→ **Written instruction 1**: According to the LED fixture excerpt, what does FIG. 5 show?
→ **Written instruction 2**: Repeat the part of the LED fixture excerpt from "FIGS. 2A-2D show" to "assembly in accordance with certain example embodiments.".

→ **Source**:
^^^^^^^^^^^^^^^^

These and other aspects, objects, features, and embodiments will be apparent from the following description and the appended claims.

BRIEF DESCRIPTION OF THE DRAWINGS

The drawings illustrate only example embodiments of methods, systems, and devices associated with accessible drivers and cabling systems for LED fixtures, and are therefore not to be considered limiting of its scope, as accessible drivers and cabling systems for LED fixtures may admit to other equally effective embodiments. The elements and features shown in the drawings are not necessarily to scale, emphasis instead being placed upon clearly illustrating the principles of the example embodiments. Additionally, certain dimensions or positionings may be exaggerated to help visually convey such principles. In the drawings, reference numerals designate like or corresponding, but not necessarily identical, elements.

FIGS. 1A-1C show various views of an example LED lighting fixture in accordance with certain example embodiments.

FIGS. 2A-2D show various views of an example LED driver access feature of a LED lighting fixture in accordance with certain example embodiments.

FIG. 3 shows an example coupling feature for cable hangers of a LED lighting fixture in accordance with certain example embodiments.

FIGS. 4A and 4B show various views of an example connector for cable hangers of a LED lighting fixture in accordance with certain example embodiments.

FIG. 5 shows an example cable separating clip in accordance with certain example embodiments.

FIGS. 6A and 6B show various views of an example bracket of a mounting assembly in accordance with certain example embodiments.

FIG. 7 shows a flowchart diagram of a method for accessing a LED driver within a LED driver housing in accordance with certain example embodiments.

^^^^^^^^^^^^^^^^

→ **Entries**:
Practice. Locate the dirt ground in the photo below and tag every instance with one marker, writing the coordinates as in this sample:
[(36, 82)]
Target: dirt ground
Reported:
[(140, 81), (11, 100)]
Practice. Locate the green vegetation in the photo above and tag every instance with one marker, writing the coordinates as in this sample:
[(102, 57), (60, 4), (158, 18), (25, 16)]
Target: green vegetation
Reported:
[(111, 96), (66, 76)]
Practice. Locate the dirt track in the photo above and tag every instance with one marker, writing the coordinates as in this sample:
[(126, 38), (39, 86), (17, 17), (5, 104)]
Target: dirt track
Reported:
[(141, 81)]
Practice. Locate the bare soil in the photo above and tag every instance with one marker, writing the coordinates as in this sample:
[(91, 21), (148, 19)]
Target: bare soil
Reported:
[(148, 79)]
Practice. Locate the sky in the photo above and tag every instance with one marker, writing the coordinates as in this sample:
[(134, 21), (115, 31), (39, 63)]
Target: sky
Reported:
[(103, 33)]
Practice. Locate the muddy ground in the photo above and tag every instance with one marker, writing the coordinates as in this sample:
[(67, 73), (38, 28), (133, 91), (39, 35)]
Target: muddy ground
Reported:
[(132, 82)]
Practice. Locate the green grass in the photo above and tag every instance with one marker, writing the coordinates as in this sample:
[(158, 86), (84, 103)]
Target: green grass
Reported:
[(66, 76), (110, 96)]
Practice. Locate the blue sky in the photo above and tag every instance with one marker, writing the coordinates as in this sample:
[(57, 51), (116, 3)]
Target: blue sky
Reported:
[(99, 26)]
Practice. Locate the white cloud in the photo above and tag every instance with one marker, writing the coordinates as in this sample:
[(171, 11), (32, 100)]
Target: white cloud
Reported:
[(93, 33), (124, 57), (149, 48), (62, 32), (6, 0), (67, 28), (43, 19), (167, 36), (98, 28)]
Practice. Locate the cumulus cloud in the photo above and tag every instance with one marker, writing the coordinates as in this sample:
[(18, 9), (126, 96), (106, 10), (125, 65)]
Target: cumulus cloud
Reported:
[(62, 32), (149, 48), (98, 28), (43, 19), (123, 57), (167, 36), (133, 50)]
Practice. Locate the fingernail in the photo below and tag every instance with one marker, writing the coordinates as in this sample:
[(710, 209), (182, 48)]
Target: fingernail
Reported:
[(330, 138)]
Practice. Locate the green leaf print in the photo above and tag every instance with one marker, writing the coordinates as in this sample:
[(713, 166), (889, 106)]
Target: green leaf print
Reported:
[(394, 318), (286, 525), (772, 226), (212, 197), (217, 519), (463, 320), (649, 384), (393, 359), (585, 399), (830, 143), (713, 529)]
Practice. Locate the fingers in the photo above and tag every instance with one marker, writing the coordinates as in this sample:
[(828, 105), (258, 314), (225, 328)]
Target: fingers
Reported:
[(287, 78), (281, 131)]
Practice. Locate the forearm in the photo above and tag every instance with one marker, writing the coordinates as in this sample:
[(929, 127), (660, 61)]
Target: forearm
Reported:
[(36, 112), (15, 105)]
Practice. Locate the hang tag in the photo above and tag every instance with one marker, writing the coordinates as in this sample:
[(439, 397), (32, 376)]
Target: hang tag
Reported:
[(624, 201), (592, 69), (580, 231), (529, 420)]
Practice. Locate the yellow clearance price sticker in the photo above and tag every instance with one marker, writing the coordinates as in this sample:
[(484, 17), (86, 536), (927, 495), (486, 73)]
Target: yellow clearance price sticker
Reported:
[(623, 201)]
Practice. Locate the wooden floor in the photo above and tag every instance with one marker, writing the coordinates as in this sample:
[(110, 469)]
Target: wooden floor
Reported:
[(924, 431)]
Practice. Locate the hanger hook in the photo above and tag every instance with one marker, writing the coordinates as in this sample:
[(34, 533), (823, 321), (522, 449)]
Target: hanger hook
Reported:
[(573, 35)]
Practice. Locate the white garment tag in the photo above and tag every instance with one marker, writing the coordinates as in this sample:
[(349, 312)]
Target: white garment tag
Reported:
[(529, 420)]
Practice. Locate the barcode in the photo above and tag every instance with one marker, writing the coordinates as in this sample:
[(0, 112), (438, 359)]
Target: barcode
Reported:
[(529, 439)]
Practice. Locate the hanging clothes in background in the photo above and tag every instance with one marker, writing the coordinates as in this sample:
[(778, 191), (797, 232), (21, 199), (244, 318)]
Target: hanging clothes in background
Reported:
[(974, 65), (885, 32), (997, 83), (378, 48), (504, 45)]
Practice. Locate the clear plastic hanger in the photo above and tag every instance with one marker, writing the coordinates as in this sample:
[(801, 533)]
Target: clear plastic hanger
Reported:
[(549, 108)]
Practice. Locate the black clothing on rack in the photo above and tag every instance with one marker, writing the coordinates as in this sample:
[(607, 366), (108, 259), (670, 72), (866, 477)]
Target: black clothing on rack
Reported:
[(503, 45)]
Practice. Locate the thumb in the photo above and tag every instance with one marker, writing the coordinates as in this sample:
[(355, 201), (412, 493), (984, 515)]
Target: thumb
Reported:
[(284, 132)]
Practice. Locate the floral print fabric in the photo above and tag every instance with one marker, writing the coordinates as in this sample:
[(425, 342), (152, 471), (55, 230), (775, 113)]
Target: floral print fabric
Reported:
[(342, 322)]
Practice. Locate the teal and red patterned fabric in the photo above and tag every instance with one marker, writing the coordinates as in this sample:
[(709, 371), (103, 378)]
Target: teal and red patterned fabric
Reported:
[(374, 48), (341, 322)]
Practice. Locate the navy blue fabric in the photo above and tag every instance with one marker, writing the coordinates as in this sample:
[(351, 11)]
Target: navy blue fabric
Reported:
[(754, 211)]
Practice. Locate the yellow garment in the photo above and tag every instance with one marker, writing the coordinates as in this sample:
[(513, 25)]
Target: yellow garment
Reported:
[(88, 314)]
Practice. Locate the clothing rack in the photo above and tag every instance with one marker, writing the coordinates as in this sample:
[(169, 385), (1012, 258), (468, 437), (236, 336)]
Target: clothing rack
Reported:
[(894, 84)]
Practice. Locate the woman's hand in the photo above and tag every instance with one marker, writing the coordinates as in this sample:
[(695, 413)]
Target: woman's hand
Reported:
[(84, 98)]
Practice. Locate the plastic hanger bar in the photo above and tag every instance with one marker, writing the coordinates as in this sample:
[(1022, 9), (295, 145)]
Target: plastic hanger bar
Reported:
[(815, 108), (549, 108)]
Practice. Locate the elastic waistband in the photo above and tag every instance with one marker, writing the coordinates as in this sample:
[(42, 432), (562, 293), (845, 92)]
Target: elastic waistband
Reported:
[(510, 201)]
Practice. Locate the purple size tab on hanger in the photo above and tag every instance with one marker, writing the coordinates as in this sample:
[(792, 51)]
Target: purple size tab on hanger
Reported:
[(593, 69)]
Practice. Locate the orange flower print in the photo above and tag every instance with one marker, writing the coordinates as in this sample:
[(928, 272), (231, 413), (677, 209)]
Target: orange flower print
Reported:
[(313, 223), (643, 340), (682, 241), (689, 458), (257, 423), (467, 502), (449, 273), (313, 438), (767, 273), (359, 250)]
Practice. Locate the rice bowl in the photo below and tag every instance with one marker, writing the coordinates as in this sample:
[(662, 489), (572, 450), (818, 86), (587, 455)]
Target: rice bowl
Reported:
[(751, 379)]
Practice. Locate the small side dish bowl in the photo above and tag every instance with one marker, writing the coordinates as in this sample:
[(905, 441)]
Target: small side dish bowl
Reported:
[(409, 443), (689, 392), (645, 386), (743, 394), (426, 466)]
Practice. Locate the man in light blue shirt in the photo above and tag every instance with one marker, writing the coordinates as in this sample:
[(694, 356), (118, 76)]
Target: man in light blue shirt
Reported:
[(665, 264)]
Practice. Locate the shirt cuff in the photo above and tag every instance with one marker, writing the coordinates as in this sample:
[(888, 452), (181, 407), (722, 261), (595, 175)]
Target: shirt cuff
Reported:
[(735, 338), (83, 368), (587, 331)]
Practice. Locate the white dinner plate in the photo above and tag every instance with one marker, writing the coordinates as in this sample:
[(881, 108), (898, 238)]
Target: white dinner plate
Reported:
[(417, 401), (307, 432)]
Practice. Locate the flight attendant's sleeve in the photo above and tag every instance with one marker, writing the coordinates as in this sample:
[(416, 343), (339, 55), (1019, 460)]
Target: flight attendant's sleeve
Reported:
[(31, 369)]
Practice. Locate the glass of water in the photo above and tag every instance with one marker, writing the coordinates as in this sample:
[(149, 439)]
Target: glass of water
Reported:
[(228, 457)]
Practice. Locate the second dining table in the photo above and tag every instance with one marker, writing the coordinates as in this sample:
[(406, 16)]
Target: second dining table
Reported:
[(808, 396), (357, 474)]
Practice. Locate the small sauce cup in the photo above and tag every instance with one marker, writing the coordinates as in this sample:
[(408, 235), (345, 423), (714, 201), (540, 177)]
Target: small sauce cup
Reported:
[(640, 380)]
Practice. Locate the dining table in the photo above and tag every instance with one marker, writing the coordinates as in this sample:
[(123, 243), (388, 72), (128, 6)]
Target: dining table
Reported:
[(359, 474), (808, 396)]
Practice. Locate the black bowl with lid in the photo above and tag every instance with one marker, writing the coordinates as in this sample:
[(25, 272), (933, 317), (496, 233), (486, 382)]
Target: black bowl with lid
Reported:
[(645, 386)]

^^^^^^^^^^^^^^^^

→ **Correct answer 1**: An example cable separating clip.

→ **Correct answer 2**:
FIGS. 2A-2D show various views of an example LED driver access feature of a LED lighting fixture in accordance with certain example embodiments.

FIG. 3 shows an example coupling feature for cable hangers of a LED lighting fixture in accordance with certain example embodiments.

FIGS. 4A and 4B show various views of an example connector for cable hangers of a LED lighting fixture in accordance with certain example embodiments.

FIG. 5 shows an example cable separating clip in accordance with certain example embodiments.

FIGS. 6A and 6B show various views of an example bracket of a mounting assembly in accordance with certain example embodiments.